■ Task description ■
Could you restate word for word every line from the one containing "Target: sky" to the end of the records, and nothing else?

___ Input data

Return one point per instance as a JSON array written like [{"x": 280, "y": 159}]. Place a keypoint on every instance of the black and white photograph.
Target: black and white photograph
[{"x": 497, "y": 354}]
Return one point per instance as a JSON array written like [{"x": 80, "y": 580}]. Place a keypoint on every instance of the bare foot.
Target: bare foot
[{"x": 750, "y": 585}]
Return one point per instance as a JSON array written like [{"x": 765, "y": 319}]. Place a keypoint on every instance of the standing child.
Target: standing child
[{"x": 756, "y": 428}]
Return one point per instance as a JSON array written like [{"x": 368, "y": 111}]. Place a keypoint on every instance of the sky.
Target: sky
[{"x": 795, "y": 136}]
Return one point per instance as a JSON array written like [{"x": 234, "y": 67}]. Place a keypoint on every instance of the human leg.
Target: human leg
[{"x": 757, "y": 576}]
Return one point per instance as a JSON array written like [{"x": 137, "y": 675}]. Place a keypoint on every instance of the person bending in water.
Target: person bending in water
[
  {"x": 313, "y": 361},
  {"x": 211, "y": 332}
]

______

■ Result below ■
Target: sky
[{"x": 795, "y": 136}]
Return one point per instance as a JSON array written like [{"x": 234, "y": 67}]. Place a keypoint on every instance of the human leg.
Target: human leg
[{"x": 757, "y": 576}]
Return one point per instance as a JSON array written like [{"x": 137, "y": 675}]. Place a keypoint on every instance of the person bending in water.
Target: person bending in water
[
  {"x": 313, "y": 361},
  {"x": 211, "y": 332}
]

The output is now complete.